● Extract provided
-*-
For few days AAP-reject Kapil Mishra dominated the headlines. His fast-unto-death programme has successfully hogged the limelight of journalists. Media has followed it meticulously because he was providing saleable news items.

The suicide of TV actor Pratyusha Banerjee becomes a hotly debated issue on twitter. If the views are expressed by the dream girl of yesteryears, it is surely going to get a special treatment. But we don’t see this steadfast determination in the case of hit-and-run cases. Rather these stories get coverage only for a day and later they bite the dust. 

These days reporting on ‘cow vigilante’ groups is going on in full swing. In fact many victims have fallen to the brutalities of alleged cow vigilante groups. Of late West Bengal CM went to visit the famous Jagannath temple in Puri where few priests called her to be ‘beef supporter.’

This is a very derogatory comment indeed. By giving coverage to such derogatory news, is media not playing in the hands of those who want to remain in news?

At present a raging debate is going on over triple talaq. The government of the day wants to do away with this age-old custom. But the presentation of triple talaq related news is being done in a commercial manner--for example, the report on Union Minister Smriti Irani’s open challenge to Mamata Banerjee on triple talaq stands testimony to this observation.

Now, let’s turn our focus on few cases of medical negligence. Dr. Kunal Saha who lost his wife Anuradha to medical negligence filed a petition in Supreme Court demanding for the cancellation of the licenses of three doctors—an appeal that has been turned down by the court.

The court says, to err is human. After this verdict we come to know about the Sanjoy Roy case. His wife filed a case against Kolkata Apollo hospital authorities accusing them of extortion and medical negligence. Like Anuradha, Sanjoy has also become a victim of medical negligence.

Similarly, Sharmistha Mullick has also met with the same fate. She has alleged that her husband had also fallen to medical negligence. This incident is a recent one and it came to light on May 16. Sadly, we don’t find any follow-up report on this particular case as well.

In Pune three doctors and one nurse have been booked by police. The tragic case of 17-year-old R. Vaishnavi whose right hand had to be amputated is still haunting us. On May 21, The Siasat Daily of Hyderabad reported that doctors left a needle in a baby’s leg.

From witch hunting to dowry related deaths, news on these issues finds space only for a day or two. On paper child marriages are prohibited in India. But a report was published (News January 24, 2017 where child brides have been married off because the grooms’ family has a toilet.

The Indian Express in its May 23 edition has reported on 538 schools of Bihar where teachers are remaining absent for the past 3 years. But this story has not been followed up. Honour killings are taking place in our country even today. Sreenivas Janyala’s story—‘College to slum, a death, a ‘disappearance’: end of a love story’ (IE, May 22, 2017) is likely a case of honour killing.

"In the media’s search for ‘exclusive’ news, social issues have become a casualty."


The common men are not interested to know who attends Nitish Kumar’s dinner party. The common men are not interested to know the plight of Lalit Modi and Vijay Mallya. Rather they are interested to know when they will be extradited to India.

Major Nitin Gogoi’s human shield story has made him a hero. But the common people are interested to know what lies ahead for trouble-torn J&K.     The media needs to introspect.

We the people of India want to read about the fallout of  the May 10, 2017 Chhapra mid-day meal tragedy. Has the Bihar government taken any corrective steps in this regard? The nation wants to read the tale of ordinary Indians. The nation is not bothered about the so-called ‘exposes.’ In the media’s search for ‘exclusive’ news, social issues have become a casualty.

Post-Saharanpur clash between the Dalits and Thakurs, the media is busy in projecting Bhim Army chief Chandrashekhar Azad. Rather we need to know the causes of the clash. Media needs to give a human touch to its stories. Will it be then wrong to ask—Is Indian media failing to set the agenda?
-*-
● Dataset entries
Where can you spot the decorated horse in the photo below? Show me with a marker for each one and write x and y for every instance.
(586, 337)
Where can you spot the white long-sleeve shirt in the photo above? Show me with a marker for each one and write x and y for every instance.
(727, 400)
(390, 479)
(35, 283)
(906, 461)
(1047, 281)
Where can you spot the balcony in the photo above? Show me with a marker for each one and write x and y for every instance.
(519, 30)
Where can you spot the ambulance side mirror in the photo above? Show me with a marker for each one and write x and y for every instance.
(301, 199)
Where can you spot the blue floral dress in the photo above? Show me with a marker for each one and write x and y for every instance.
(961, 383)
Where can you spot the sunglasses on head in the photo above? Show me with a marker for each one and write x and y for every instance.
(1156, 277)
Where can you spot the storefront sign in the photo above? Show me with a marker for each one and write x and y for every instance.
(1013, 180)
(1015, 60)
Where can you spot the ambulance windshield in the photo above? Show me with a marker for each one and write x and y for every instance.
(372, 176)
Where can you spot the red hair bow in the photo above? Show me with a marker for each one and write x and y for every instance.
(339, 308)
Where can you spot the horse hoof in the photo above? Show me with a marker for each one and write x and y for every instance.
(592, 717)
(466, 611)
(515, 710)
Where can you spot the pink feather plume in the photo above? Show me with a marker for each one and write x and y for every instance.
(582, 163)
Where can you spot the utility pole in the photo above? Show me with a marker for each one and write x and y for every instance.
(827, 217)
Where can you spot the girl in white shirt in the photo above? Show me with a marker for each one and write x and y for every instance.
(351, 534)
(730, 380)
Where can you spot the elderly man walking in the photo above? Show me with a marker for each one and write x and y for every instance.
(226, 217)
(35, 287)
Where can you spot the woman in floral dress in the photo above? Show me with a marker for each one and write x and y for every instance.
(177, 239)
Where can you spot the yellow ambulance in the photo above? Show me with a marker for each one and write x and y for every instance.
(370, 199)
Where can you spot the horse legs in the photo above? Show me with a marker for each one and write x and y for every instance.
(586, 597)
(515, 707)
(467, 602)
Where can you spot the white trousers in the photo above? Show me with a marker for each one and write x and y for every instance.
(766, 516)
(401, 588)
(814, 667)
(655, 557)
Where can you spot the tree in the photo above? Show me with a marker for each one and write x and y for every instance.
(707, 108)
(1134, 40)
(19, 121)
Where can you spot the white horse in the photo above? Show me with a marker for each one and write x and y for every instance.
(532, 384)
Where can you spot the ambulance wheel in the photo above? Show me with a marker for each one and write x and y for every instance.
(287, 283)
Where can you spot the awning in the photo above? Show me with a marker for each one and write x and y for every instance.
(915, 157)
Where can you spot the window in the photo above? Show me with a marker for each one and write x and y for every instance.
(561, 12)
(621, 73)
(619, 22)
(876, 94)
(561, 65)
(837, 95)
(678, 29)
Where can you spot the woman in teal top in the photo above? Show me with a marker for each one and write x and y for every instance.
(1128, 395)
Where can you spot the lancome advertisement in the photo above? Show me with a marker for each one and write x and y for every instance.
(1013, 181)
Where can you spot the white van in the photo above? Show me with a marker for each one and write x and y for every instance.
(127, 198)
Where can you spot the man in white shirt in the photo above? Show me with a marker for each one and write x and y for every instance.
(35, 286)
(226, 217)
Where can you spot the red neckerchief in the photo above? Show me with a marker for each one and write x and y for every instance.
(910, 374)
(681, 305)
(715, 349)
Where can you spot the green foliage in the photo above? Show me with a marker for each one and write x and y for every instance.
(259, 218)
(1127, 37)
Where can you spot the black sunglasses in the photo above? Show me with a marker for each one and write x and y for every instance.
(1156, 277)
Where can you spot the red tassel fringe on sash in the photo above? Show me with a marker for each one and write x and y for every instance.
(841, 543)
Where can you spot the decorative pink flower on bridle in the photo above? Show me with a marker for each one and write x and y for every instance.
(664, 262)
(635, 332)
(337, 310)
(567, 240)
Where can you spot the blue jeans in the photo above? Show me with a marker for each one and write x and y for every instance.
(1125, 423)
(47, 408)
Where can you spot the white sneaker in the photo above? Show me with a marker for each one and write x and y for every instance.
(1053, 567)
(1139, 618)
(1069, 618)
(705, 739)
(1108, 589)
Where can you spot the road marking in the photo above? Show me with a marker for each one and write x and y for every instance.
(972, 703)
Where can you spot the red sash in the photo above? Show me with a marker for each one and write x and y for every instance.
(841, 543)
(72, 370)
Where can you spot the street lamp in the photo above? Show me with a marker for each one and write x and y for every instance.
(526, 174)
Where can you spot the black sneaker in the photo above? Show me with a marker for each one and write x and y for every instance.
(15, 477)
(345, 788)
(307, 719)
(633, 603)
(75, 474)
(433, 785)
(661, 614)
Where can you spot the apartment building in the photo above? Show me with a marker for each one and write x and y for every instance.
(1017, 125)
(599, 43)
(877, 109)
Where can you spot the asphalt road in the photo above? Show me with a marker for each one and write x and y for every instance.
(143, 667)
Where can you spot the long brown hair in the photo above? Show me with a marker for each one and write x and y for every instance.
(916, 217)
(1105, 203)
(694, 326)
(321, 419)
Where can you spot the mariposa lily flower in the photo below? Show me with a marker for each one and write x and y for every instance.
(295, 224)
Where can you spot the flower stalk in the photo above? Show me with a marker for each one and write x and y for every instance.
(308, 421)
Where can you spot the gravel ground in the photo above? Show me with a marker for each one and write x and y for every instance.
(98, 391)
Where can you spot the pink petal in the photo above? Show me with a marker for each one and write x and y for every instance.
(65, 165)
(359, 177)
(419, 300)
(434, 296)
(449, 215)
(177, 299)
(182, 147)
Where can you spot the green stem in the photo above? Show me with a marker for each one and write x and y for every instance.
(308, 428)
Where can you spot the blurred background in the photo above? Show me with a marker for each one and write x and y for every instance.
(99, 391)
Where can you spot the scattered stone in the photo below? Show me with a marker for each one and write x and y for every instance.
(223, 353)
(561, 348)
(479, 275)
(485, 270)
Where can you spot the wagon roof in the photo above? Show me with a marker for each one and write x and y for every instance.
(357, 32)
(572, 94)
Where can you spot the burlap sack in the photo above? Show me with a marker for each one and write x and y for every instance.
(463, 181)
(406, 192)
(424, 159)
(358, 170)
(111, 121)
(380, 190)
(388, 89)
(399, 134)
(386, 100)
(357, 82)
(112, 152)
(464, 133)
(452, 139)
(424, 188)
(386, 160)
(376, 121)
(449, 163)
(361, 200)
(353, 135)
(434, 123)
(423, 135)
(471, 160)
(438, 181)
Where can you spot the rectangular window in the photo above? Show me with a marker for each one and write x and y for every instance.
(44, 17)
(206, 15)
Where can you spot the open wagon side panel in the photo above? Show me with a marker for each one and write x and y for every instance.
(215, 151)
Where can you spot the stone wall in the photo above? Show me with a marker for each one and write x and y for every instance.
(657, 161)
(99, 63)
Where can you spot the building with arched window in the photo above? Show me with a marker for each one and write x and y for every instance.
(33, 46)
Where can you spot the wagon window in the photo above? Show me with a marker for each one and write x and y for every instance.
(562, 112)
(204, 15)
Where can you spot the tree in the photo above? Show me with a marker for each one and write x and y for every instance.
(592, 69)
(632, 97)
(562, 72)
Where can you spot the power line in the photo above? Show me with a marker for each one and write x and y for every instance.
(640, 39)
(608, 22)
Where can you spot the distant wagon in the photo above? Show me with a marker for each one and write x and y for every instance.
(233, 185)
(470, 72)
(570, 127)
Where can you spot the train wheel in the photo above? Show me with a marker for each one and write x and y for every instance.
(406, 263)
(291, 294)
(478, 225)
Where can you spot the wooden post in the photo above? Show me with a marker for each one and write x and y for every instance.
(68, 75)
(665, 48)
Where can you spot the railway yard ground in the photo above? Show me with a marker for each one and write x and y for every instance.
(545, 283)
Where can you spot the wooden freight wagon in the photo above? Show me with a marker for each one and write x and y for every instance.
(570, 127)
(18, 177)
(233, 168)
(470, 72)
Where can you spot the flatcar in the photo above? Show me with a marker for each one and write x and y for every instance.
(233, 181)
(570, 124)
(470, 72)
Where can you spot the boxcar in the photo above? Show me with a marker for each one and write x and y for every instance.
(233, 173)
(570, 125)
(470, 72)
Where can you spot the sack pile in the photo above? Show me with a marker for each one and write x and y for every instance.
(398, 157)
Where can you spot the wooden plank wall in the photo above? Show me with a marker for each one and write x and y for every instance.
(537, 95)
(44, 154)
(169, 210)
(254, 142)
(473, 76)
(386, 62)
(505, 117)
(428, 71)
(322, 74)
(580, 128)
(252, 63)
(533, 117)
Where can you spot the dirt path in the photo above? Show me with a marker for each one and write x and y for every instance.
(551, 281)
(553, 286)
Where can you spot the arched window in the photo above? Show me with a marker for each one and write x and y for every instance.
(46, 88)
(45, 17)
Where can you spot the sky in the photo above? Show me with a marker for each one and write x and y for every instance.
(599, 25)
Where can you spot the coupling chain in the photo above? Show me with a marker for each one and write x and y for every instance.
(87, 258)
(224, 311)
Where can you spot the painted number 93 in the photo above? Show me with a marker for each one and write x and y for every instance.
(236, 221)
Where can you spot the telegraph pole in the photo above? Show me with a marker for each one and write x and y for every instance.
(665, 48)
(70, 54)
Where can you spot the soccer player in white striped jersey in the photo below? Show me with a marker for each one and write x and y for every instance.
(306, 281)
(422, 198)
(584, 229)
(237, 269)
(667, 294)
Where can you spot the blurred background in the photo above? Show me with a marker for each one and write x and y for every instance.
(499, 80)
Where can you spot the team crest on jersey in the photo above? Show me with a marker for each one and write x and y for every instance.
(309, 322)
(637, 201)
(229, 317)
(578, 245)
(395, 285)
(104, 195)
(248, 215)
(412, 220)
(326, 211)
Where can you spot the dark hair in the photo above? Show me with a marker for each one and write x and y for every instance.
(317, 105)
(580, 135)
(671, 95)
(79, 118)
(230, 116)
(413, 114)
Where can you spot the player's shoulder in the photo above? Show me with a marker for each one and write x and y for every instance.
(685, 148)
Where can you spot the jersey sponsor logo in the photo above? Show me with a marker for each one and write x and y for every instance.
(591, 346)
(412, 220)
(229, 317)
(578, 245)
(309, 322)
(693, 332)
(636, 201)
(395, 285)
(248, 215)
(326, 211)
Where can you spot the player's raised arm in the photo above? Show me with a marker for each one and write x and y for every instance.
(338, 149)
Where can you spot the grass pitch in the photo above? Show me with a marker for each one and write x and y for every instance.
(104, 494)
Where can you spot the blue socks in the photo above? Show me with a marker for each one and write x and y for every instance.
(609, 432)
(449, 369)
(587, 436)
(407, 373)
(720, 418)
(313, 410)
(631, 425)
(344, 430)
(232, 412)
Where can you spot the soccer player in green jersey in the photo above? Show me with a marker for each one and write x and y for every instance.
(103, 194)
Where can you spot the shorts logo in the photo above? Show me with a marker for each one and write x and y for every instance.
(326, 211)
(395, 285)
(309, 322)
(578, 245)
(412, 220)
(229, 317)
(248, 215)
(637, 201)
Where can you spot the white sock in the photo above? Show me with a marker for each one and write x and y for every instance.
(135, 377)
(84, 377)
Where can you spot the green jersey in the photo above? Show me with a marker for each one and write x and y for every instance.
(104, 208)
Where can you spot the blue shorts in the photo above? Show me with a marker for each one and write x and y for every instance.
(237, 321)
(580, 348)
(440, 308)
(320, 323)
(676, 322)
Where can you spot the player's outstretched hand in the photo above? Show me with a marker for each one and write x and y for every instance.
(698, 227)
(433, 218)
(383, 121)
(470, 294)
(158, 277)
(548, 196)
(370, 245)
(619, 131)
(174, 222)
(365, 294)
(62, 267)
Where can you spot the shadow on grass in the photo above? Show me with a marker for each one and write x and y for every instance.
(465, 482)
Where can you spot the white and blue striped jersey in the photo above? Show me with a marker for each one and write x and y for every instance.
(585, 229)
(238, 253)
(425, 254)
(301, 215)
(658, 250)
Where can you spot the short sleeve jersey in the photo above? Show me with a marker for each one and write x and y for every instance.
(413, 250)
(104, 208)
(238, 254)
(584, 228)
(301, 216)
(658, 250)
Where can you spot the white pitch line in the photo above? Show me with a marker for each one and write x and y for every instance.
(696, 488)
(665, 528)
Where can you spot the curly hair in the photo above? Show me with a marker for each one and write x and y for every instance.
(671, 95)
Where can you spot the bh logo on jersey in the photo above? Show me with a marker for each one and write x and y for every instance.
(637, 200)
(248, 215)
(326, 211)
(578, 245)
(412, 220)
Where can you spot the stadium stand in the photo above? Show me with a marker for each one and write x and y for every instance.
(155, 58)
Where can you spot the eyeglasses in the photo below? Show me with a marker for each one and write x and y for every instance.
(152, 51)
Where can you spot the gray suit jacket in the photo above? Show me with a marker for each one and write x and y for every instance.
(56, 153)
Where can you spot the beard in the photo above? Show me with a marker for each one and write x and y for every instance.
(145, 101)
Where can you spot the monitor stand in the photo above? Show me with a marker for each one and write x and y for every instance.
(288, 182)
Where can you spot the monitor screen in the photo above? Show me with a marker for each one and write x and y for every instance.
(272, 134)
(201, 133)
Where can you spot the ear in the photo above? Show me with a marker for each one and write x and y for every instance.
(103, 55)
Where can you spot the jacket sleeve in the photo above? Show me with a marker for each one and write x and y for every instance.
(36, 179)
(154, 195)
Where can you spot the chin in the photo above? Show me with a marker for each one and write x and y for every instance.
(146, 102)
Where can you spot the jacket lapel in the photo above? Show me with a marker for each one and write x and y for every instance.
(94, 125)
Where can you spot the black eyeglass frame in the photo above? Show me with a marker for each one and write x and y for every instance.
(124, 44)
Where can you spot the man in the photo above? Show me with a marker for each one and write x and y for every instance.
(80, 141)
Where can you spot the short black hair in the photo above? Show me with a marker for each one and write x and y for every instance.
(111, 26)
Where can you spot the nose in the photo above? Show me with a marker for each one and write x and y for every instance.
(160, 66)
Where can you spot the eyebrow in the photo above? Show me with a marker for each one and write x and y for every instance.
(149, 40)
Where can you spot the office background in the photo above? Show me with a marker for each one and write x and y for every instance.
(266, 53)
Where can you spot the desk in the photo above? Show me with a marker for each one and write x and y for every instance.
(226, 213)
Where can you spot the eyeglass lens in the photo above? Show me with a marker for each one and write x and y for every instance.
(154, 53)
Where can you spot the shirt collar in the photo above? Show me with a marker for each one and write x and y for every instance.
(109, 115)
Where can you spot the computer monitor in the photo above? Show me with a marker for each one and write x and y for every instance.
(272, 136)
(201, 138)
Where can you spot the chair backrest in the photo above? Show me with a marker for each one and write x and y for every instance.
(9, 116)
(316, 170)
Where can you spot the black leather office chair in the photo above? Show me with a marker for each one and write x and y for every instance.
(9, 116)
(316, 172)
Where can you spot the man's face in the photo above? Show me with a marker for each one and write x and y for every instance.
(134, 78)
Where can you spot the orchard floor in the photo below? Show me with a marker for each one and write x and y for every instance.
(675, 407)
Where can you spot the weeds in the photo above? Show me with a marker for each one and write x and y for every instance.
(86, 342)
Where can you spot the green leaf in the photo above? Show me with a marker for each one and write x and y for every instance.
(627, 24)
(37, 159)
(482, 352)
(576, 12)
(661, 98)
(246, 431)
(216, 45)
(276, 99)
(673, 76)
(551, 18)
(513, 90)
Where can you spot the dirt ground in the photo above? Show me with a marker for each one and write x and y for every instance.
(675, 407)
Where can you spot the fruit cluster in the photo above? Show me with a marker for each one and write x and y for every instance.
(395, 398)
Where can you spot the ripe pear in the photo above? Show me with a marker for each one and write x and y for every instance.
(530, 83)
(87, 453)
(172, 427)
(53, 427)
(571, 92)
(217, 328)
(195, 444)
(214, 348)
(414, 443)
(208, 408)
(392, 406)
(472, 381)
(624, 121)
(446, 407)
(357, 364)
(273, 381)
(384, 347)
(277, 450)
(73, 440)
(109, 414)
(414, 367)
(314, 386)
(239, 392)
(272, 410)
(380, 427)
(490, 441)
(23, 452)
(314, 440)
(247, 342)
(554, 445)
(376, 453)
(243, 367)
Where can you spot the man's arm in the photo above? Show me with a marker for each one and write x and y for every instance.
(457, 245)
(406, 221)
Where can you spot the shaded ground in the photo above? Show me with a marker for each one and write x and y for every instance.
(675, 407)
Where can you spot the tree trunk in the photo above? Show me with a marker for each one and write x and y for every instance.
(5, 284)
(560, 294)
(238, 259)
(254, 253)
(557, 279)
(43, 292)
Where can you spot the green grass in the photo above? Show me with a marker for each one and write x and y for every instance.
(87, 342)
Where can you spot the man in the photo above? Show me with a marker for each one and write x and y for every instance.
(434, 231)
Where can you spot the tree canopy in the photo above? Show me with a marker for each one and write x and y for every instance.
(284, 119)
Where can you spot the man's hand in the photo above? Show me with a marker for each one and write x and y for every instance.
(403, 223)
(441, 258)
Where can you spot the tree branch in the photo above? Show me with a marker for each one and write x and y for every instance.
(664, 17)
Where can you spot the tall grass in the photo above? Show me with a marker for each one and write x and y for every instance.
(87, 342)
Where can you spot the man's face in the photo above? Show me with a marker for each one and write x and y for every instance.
-*-
● Brief 1
Using the piece on Indian media coverage, explain why the media followed Kapil Mishra's fast-unto-death so closely.
● Brief 2
In the piece on Indian media coverage, how many Bihar schools did The Indian Express report on where teachers had been absent for the past 3 years?
● Brief 3
Write out the stretch of the piece on Indian media coverage from "Major Nitin Gogoi’s" through "set the agenda?".

● Your solution 1
The media followed his fast meticulously because he was providing saleable news items.

● Your solution 2
538 schools.

● Your solution 3
Major Nitin Gogoi’s human shield story has made him a hero. But the common people are interested to know what lies ahead for trouble-torn J&K.     The media needs to introspect.

We the people of India want to read about the fallout of  the May 10, 2017 Chhapra mid-day meal tragedy. Has the Bihar government taken any corrective steps in this regard? The nation wants to read the tale of ordinary Indians. The nation is not bothered about the so-called ‘exposes.’ In the media’s search for ‘exclusive’ news, social issues have become a casualty.

Post-Saharanpur clash between the Dalits and Thakurs, the media is busy in projecting Bhim Army chief Chandrashekhar Azad. Rather we need to know the causes of the clash. Media needs to give a human touch to its stories. Will it be then wrong to ask—Is Indian media failing to set the agenda?